> [Exercise description] Starting from the beginning of the listing and continuing through the line that contains "177V221L255 225L251 237L258", replace "rough mask" with "coarse mask" and reproduce those lines with nothing else changed. Leave the pictures out.

** Data extracts follows **

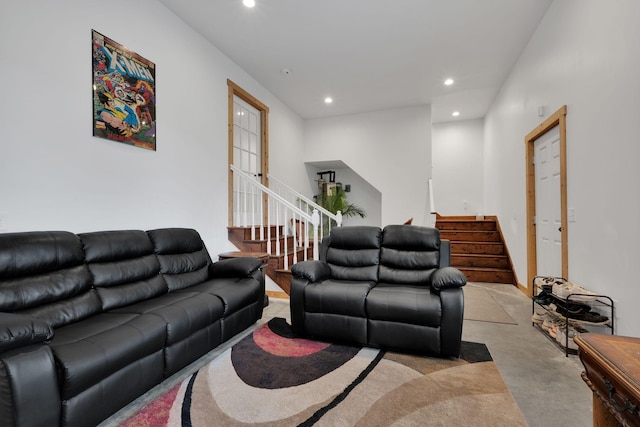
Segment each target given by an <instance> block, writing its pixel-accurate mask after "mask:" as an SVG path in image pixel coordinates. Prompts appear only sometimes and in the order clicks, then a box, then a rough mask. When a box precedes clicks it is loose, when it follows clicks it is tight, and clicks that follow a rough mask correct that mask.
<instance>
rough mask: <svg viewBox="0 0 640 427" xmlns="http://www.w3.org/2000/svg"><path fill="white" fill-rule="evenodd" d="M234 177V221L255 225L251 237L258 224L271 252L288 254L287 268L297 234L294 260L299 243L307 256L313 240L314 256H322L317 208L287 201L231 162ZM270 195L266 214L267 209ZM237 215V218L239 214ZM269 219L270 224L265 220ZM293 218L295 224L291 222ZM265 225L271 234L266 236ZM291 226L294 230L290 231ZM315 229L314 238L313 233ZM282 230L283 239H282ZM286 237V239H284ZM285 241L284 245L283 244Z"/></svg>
mask: <svg viewBox="0 0 640 427" xmlns="http://www.w3.org/2000/svg"><path fill="white" fill-rule="evenodd" d="M230 168H231V170H232V171H233V177H234V185H233V191H234V198H233V200H234V220H233V223H234V224H241V225H242V226H245V227H249V226H250V227H251V238H252V239H254V240H255V239H256V228H257V229H258V230H259V232H260V237H259V238H260V240H267V252H268V253H269V254H272V253H273V252H274V250H275V255H277V256H279V255H282V254H284V255H285V256H284V268H285V270H288V269H289V257H288V256H287V254H288V253H289V252H290V251H289V248H288V246H289V239H288V236H290V235H291V236H292V237H293V244H294V247H293V251H292V252H293V263H294V264H295V263H296V262H298V251H297V248H298V247H302V248H303V259H304V260H307V252H308V251H307V249H308V248H309V245H310V243H312V244H313V259H319V248H318V244H319V239H318V224H319V223H320V215H319V213H318V211H317V210H316V209H314V210H313V212H312V213H308V212H306V211H304V210H303V209H300V208H299V207H297V206H295V205H294V204H292V203H290V202H289V201H287V200H286V199H285V198H284V197H282V196H280V195H279V194H277V193H276V192H275V191H273V190H271V189H270V188H269V187H266V186H264V185H263V184H262V183H260V182H258V181H257V180H256V177H255V176H253V175H251V174H248V173H246V172H244V171H242V170H240V169H239V168H237V167H236V166H234V165H230ZM265 198H266V214H265V212H264V209H265V202H264V199H265ZM236 217H237V218H236ZM265 220H266V224H265ZM289 221H290V222H291V227H289V226H288V223H289ZM272 225H273V226H275V228H274V233H275V236H274V240H275V248H274V247H272V245H271V243H270V242H271V240H272V239H271V237H272V236H271V234H272V227H271V226H272ZM265 229H266V232H267V236H265V234H264V233H265ZM289 229H290V233H289ZM306 230H311V231H312V235H313V238H312V241H311V242H310V240H309V233H307V232H306ZM281 234H282V237H284V238H283V239H281V238H280V237H281ZM281 241H282V243H281ZM282 245H284V248H282V247H281V246H282Z"/></svg>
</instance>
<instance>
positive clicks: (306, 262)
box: [291, 261, 331, 282]
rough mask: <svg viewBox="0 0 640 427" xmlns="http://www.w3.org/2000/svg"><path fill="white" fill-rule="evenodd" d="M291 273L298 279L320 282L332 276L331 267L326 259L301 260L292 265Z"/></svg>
mask: <svg viewBox="0 0 640 427" xmlns="http://www.w3.org/2000/svg"><path fill="white" fill-rule="evenodd" d="M291 274H292V275H293V277H296V278H298V279H307V280H308V281H309V282H320V281H322V280H325V279H328V278H329V277H331V268H330V267H329V264H327V263H326V262H324V261H301V262H299V263H296V264H295V265H294V266H293V267H291Z"/></svg>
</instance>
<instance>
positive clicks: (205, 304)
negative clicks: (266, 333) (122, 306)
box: [110, 292, 224, 346]
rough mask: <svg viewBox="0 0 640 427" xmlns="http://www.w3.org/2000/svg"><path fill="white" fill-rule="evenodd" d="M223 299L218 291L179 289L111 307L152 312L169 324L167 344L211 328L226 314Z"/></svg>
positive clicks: (190, 335)
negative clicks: (193, 291)
mask: <svg viewBox="0 0 640 427" xmlns="http://www.w3.org/2000/svg"><path fill="white" fill-rule="evenodd" d="M223 310H224V307H223V305H222V301H221V300H220V299H219V298H218V297H216V296H215V295H210V294H206V293H205V294H202V293H197V292H179V293H172V294H167V295H161V296H159V297H156V298H152V299H150V300H147V301H142V302H139V303H137V304H133V305H130V306H127V307H122V308H119V309H115V310H112V311H110V313H114V314H124V313H130V314H153V315H155V316H159V317H160V318H162V320H163V321H164V322H165V323H166V325H167V342H166V345H167V346H171V345H173V344H174V343H176V342H179V341H181V340H183V339H185V338H187V337H189V336H191V335H192V334H194V333H196V332H198V331H200V330H202V329H205V328H208V327H209V326H210V325H212V324H214V323H216V322H217V321H218V320H220V318H221V317H222V315H223Z"/></svg>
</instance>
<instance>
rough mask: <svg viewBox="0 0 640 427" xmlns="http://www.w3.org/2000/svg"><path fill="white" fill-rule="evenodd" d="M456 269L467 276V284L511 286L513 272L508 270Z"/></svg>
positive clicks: (476, 267)
mask: <svg viewBox="0 0 640 427" xmlns="http://www.w3.org/2000/svg"><path fill="white" fill-rule="evenodd" d="M458 269H459V270H460V271H461V272H462V273H463V274H464V275H465V276H467V280H468V281H469V282H486V283H511V284H513V272H512V271H510V270H505V269H501V268H477V267H459V268H458Z"/></svg>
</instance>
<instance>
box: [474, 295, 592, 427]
mask: <svg viewBox="0 0 640 427" xmlns="http://www.w3.org/2000/svg"><path fill="white" fill-rule="evenodd" d="M482 285H483V287H485V289H487V292H489V293H490V294H491V296H493V298H494V299H495V300H496V301H497V302H498V303H499V304H500V305H501V306H502V308H504V309H505V311H506V312H507V313H508V314H509V315H510V316H511V317H512V318H513V320H515V321H516V322H517V323H518V324H517V325H506V324H498V323H488V322H480V321H473V320H470V321H466V320H465V323H464V327H463V328H464V329H463V332H462V338H463V339H464V340H466V341H475V342H483V343H485V344H486V345H487V347H488V348H489V351H490V352H491V355H492V356H493V359H494V360H495V362H496V364H497V366H498V369H499V370H500V373H501V374H502V377H503V378H504V381H505V383H506V384H507V386H508V387H509V390H511V394H512V395H513V397H514V398H515V400H516V402H517V403H518V406H520V410H521V411H522V413H523V414H524V416H525V418H526V420H527V422H528V423H529V425H530V426H531V427H537V426H540V427H551V426H590V425H592V400H591V399H592V394H591V390H590V389H589V388H588V387H587V385H586V384H585V383H584V381H583V380H582V378H581V377H580V374H581V373H582V371H583V367H582V364H581V363H580V359H579V358H578V356H573V355H569V357H566V356H565V354H564V351H562V350H561V349H560V348H559V347H557V346H556V345H555V344H554V343H553V342H551V341H550V340H549V339H548V338H547V337H546V336H544V335H543V334H542V332H540V330H538V329H537V328H534V327H533V326H531V300H530V299H529V298H528V297H527V296H525V295H524V294H523V293H522V292H521V291H519V290H518V289H516V288H515V287H514V286H512V285H502V284H491V283H483V284H482Z"/></svg>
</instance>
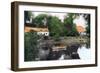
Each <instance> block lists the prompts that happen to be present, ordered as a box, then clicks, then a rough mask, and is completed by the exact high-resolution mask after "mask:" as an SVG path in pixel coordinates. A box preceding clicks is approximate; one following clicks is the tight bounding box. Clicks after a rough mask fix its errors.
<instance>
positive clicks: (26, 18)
mask: <svg viewBox="0 0 100 73" xmlns="http://www.w3.org/2000/svg"><path fill="white" fill-rule="evenodd" d="M24 16H25V17H24V22H25V23H26V20H30V18H31V16H34V15H33V14H32V12H31V11H25V12H24Z"/></svg>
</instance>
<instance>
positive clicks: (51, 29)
mask: <svg viewBox="0 0 100 73" xmlns="http://www.w3.org/2000/svg"><path fill="white" fill-rule="evenodd" d="M47 24H48V29H49V32H50V35H51V36H53V37H56V38H57V37H60V36H62V34H63V24H62V22H61V20H60V19H59V18H58V17H56V16H49V17H48V22H47Z"/></svg>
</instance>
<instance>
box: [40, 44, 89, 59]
mask: <svg viewBox="0 0 100 73" xmlns="http://www.w3.org/2000/svg"><path fill="white" fill-rule="evenodd" d="M60 49H61V48H60ZM40 51H41V52H42V54H41V53H40V56H39V60H70V59H90V48H89V46H88V47H87V44H72V45H69V46H67V47H66V48H65V49H61V50H53V49H48V48H46V47H45V49H41V50H40Z"/></svg>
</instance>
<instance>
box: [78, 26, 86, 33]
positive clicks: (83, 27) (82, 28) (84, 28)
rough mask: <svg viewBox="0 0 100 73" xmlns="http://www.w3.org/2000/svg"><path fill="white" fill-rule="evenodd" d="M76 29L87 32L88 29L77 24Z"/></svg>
mask: <svg viewBox="0 0 100 73" xmlns="http://www.w3.org/2000/svg"><path fill="white" fill-rule="evenodd" d="M76 29H77V31H78V32H85V31H86V29H85V28H84V27H82V26H76Z"/></svg>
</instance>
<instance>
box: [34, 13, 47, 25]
mask: <svg viewBox="0 0 100 73" xmlns="http://www.w3.org/2000/svg"><path fill="white" fill-rule="evenodd" d="M46 22H47V15H46V14H39V15H38V16H36V17H35V18H34V24H35V25H36V27H47V23H46Z"/></svg>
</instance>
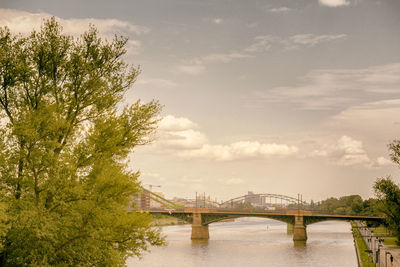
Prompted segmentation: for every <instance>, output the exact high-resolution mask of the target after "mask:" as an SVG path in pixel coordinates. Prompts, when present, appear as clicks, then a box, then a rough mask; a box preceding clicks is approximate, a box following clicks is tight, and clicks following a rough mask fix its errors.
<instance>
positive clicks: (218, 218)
mask: <svg viewBox="0 0 400 267" xmlns="http://www.w3.org/2000/svg"><path fill="white" fill-rule="evenodd" d="M245 217H253V218H265V219H271V220H276V221H280V222H283V223H289V224H294V217H292V216H290V217H287V216H279V215H264V214H260V215H258V214H249V215H214V214H206V213H203V214H202V225H209V224H211V223H215V222H220V221H223V220H226V219H237V218H245Z"/></svg>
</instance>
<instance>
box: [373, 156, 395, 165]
mask: <svg viewBox="0 0 400 267" xmlns="http://www.w3.org/2000/svg"><path fill="white" fill-rule="evenodd" d="M376 163H377V164H378V165H379V166H390V165H394V163H393V162H392V161H391V160H389V159H387V158H385V157H378V158H377V159H376Z"/></svg>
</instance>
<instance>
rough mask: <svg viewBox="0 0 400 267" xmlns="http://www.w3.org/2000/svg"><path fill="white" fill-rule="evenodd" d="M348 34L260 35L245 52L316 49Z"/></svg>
mask: <svg viewBox="0 0 400 267" xmlns="http://www.w3.org/2000/svg"><path fill="white" fill-rule="evenodd" d="M346 37H347V35H346V34H336V35H326V34H325V35H316V34H296V35H292V36H289V37H279V36H273V35H260V36H256V37H255V38H254V43H253V44H251V45H249V46H248V47H247V48H245V49H244V50H245V51H246V52H249V53H256V52H265V51H268V50H270V49H271V48H272V47H273V46H274V45H275V46H279V47H283V48H284V49H286V50H293V49H298V48H300V47H314V46H316V45H319V44H321V43H326V42H331V41H334V40H339V39H345V38H346Z"/></svg>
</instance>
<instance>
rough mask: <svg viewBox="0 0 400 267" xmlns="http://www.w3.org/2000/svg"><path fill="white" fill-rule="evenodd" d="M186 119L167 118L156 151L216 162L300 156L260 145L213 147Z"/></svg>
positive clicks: (160, 123)
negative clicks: (214, 161) (257, 158)
mask: <svg viewBox="0 0 400 267" xmlns="http://www.w3.org/2000/svg"><path fill="white" fill-rule="evenodd" d="M198 128H199V126H198V125H197V124H196V123H194V122H192V121H191V120H189V119H187V118H182V117H180V118H178V117H175V116H172V115H168V116H165V117H164V118H163V119H162V120H161V121H160V123H159V138H158V139H157V141H156V142H155V148H156V150H157V151H158V152H159V153H162V151H164V152H165V153H171V152H173V153H174V154H176V155H178V156H180V157H182V158H186V159H191V158H201V159H207V160H215V161H232V160H246V159H257V158H268V157H288V156H292V155H295V154H297V153H298V148H297V147H296V146H290V145H287V144H276V143H268V144H265V143H260V142H258V141H237V142H233V143H231V144H228V145H220V144H217V145H212V144H210V143H209V142H208V139H207V137H206V136H205V135H204V134H203V133H202V132H200V131H199V130H198Z"/></svg>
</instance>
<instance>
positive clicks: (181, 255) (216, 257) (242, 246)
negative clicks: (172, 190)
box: [127, 218, 357, 267]
mask: <svg viewBox="0 0 400 267" xmlns="http://www.w3.org/2000/svg"><path fill="white" fill-rule="evenodd" d="M162 229H163V233H164V234H165V235H166V236H167V241H168V246H166V247H161V248H159V247H157V248H152V249H151V253H146V254H145V255H144V256H143V258H142V259H137V258H130V259H128V261H127V265H128V266H152V267H153V266H184V267H200V266H207V267H211V266H215V267H217V266H218V267H223V266H229V267H233V266H235V267H236V266H238V267H239V266H246V267H253V266H254V267H256V266H273V267H275V266H290V267H297V266H313V267H314V266H340V267H344V266H351V267H353V266H354V267H356V266H357V257H356V253H355V249H354V245H353V238H352V234H351V228H350V224H349V223H347V222H340V221H326V222H320V223H316V224H312V225H309V226H307V234H308V241H307V245H306V246H303V247H296V246H294V245H293V241H292V236H291V235H287V234H286V224H284V223H281V222H279V221H274V220H269V219H260V218H240V219H236V220H235V221H234V222H220V223H213V224H210V226H209V231H210V240H209V241H208V242H192V241H191V240H190V233H191V225H176V226H165V227H163V228H162Z"/></svg>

** End of Data extracts **

> [Exercise output]
Segment each target given by an <instance> block, writing its pixel-accurate mask after "mask:" as an SVG path in image pixel coordinates. Prompts appear only sometimes and in the order clicks, then a box, then a coarse mask. When a box precedes clicks it is loose, when it follows clicks it is tight, and clicks that follow a coarse mask correct that mask.
<instance>
coarse mask: <svg viewBox="0 0 640 427" xmlns="http://www.w3.org/2000/svg"><path fill="white" fill-rule="evenodd" d="M234 177V221L255 225L251 237L258 224L271 252L288 254L287 268L297 234L294 260L299 243L307 256L313 240L314 256H322L317 208L287 201L231 162ZM270 195L266 214L267 209ZM237 215V218L239 214ZM269 219L270 224L265 220ZM293 218L295 224L291 222ZM265 225L271 234L266 236ZM291 226L294 230L290 231ZM315 229L314 238L313 233ZM282 230L283 239H282ZM286 237V239H284ZM285 241L284 245L283 244Z"/></svg>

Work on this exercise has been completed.